What needs to be done:
Transcribe every one of the entries below word for word, keeping each line unchanged.

Material for this exercise:
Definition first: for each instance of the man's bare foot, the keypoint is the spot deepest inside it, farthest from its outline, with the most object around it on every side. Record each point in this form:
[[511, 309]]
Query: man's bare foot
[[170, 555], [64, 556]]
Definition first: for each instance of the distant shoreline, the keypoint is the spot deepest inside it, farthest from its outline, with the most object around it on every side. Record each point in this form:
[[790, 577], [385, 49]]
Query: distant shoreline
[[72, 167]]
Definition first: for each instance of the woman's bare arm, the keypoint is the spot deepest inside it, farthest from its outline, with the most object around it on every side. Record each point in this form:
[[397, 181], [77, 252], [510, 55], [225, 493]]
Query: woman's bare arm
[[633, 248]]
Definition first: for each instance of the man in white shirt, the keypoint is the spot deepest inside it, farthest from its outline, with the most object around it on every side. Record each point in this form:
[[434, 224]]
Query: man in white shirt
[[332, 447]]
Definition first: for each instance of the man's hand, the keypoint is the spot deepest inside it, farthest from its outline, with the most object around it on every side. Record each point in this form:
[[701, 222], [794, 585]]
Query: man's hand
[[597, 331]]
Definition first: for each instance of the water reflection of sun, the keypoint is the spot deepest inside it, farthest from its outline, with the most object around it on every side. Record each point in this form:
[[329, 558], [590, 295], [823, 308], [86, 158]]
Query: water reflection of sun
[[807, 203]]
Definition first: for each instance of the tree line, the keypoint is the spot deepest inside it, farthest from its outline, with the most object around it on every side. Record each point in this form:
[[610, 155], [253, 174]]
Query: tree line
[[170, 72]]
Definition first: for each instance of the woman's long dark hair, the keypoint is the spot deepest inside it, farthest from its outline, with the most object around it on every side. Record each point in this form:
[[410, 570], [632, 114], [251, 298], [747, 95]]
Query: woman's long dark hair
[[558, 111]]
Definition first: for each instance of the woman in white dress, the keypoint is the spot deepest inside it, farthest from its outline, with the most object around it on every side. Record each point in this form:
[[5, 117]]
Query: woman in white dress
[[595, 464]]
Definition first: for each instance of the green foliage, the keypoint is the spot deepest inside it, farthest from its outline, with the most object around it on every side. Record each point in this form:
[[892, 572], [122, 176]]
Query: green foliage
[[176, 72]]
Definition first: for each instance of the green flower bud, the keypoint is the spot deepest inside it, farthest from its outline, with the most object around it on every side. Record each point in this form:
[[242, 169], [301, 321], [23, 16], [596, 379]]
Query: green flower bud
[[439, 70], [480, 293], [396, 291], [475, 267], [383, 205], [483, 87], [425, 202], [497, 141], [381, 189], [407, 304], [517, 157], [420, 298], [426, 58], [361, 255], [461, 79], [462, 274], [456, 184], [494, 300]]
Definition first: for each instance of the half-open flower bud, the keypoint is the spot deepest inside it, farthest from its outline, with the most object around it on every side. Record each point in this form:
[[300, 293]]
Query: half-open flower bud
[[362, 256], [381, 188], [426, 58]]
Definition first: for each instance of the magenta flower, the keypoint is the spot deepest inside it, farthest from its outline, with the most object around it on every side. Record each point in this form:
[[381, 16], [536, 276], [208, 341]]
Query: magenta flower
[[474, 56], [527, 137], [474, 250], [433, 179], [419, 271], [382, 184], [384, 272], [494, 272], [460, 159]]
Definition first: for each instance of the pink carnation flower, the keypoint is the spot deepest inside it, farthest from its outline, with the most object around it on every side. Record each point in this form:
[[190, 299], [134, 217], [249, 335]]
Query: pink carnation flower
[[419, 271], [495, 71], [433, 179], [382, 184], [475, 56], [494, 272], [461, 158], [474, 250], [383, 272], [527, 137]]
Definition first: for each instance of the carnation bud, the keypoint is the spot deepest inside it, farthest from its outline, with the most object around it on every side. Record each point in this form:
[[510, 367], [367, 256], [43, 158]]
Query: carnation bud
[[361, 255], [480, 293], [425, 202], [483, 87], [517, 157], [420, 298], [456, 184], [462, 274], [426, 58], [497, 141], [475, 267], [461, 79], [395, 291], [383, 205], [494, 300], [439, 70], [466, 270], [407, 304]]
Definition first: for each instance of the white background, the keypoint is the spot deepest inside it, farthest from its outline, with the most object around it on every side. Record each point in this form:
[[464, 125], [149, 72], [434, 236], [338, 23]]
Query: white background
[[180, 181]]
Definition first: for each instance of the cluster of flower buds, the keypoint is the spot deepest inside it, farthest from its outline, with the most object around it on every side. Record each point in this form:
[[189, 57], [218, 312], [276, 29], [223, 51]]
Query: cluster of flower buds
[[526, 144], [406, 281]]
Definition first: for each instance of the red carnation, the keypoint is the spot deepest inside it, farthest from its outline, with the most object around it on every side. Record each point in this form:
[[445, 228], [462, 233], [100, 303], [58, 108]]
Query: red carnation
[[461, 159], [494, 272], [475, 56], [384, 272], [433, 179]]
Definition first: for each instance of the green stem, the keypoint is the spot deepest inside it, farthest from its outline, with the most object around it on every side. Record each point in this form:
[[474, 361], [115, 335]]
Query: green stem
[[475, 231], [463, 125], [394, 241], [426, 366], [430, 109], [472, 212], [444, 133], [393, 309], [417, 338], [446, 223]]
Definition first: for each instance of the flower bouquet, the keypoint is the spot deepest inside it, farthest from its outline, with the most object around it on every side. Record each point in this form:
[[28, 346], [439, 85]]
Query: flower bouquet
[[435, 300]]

Exercise answer:
Definition first: for each instance of the man's bare foot, the keypoint is the spot deepest inside it, farthest from its outline, with the most object around it on every side. Record each point in this form:
[[511, 309]]
Query: man's bare foot
[[170, 555], [64, 556]]
Definition first: for each instance of the distant shoreline, the keypoint is the spot deepest inside it, farthest from its outline, with the most object around it on every side. Record each point in this form:
[[790, 577], [385, 49]]
Query: distant shoreline
[[72, 167]]
Definition first: for each instance of the woman's bare arm, the keypoint is the spot deepest inside it, farthest from its outline, with the most object around it on every side. Record each point in this form:
[[397, 181], [77, 252], [510, 55], [225, 493]]
Query: woman's bare arm
[[633, 248]]
Definition first: for each instance of the man in white shirt, the keypoint is the spot deepest inside it, farthest from its outline, with the most object around it on every side. Record each point in this form:
[[434, 224]]
Query: man in white shirt
[[332, 447]]
Definition first: for each instance of the man's hand, the keypoint is the spot deepest inside it, farthest from its outline, with the most object around it on every side. Record each point in this form:
[[701, 222], [794, 585]]
Query: man's hand
[[597, 331]]
Definition first: for each instance of the water reflection of sun, the keypoint is the spot deepest inside it, farthest from its outline, with the most object around it on every side. Record each point in this form:
[[329, 558], [590, 295], [823, 308], [86, 158]]
Query: water reflection of sun
[[807, 203]]
Definition first: for each instance of the tree line, the keypoint is the spot deepest inside it, farthest from its outline, with the most object around it on every side. Record each point in this form:
[[610, 155], [253, 174]]
Query: tree line
[[170, 72]]
Definition first: for each instance of the woman's long dark hair, the keypoint is the spot deepest inside it, farthest from its outline, with the most object around it on every side. Record each point in this form:
[[410, 570], [632, 114], [251, 298], [747, 95]]
Query: woman's long dark hair
[[558, 111]]
Definition first: for each instance of the woman in white dress, the keypoint is the spot deepest inside it, farthest from its outline, with the most object around it on every side. Record each point in this form:
[[5, 117]]
Query: woman in white dress
[[595, 464]]
Definition first: for each instance of the green foliage, the keypoint is the spot deepest inside it, farthest from its outline, with the most object around it on every side. Record each point in this form:
[[892, 572], [122, 176]]
Query: green foliage
[[176, 72]]
Definition first: for each instance of the green flower bud, the keypoint is the spot deepest inside it, farthest from its outline, with the most object around it on every side. Record each point in this form:
[[242, 169], [301, 321], [23, 16], [596, 379]]
Query: green flower bud
[[439, 70], [480, 293], [396, 291], [475, 267], [383, 205], [483, 87], [425, 202], [497, 141], [381, 189], [407, 304], [517, 157], [420, 298], [426, 58], [361, 255], [461, 79], [462, 274], [456, 184], [494, 300]]
Definition first: for each instance of the half-open flower bud, the keypoint is the spot deepest inside it, farthest from its outline, with the most object around it on every side. Record each point in this form:
[[300, 293]]
Query: half-open flower bud
[[362, 256], [381, 188], [426, 58]]
Definition first: for each instance of the magenta flower, the keypoint is the spot deepest inside it, farthest from its outline, with the most object around it on every side. Record each point in this form:
[[381, 16], [536, 276], [208, 341]]
Query: magenta flower
[[474, 56], [527, 137], [474, 250], [433, 179], [419, 271], [382, 184], [384, 272], [494, 272], [460, 159]]
Definition first: for each instance of the pink carnation flower, the keypoint is the spot deepest inside it, farthest from its outline, with the most object around it on every side. Record each point in this form:
[[190, 299], [134, 217], [249, 335]]
Query: pink carnation flower
[[419, 271], [495, 71], [433, 179], [382, 184], [475, 56], [494, 272], [461, 158], [474, 250], [383, 272], [527, 137]]
Definition first: for each instance of the carnation bud, the keypoint is the spot deepest inside it, farthest from its outline, with the most object around it on every side. Record each point in this form:
[[510, 367], [367, 256], [43, 158]]
Query: carnation bud
[[361, 255], [480, 293], [425, 202], [483, 87], [517, 157], [420, 298], [456, 184], [462, 274], [426, 58], [497, 141], [475, 267], [461, 79], [395, 291], [383, 205], [494, 300], [439, 70], [466, 270], [407, 304]]
Definition first: for each instance of the white background, the keypoint is the spot deepest inside it, farthest from its outline, with the most object around it on every side. Record each point in this form:
[[464, 125], [149, 72], [434, 236], [338, 23]]
Query: white background
[[180, 181]]
Definition first: for each instance of the cluster of flower buds, the keypoint is the spot deepest inside it, farthest from its outline, with the most object around it on every side. Record each point in this form:
[[189, 57], [218, 312], [276, 29], [223, 51]]
Query: cluster of flower buds
[[526, 144], [406, 281]]
Definition first: for each instance of the red carnation, the keypoint is the spot deepest inside it, farthest from its outline, with the most object around it on every side. Record each point in this form:
[[445, 228], [462, 233], [100, 303], [58, 108]]
Query: red carnation
[[461, 159], [494, 272], [475, 56], [384, 272], [433, 179]]
Definition first: for each instance of the green stem, the keypoint is the spot deepest inside it, farthest from its outline, with the most object around it on every side. Record each point in this form:
[[474, 361], [115, 335]]
Query: green stem
[[475, 231], [463, 125], [394, 241], [426, 366], [430, 109], [472, 212], [444, 133], [393, 309], [417, 338], [446, 223]]
Definition first: for each instance of the flower bouquet, the keypoint is the spot deepest inside it, farthest from its outline, with the most object around it on every side. Record each point in this form:
[[28, 346], [439, 85]]
Query: flower bouquet
[[435, 300]]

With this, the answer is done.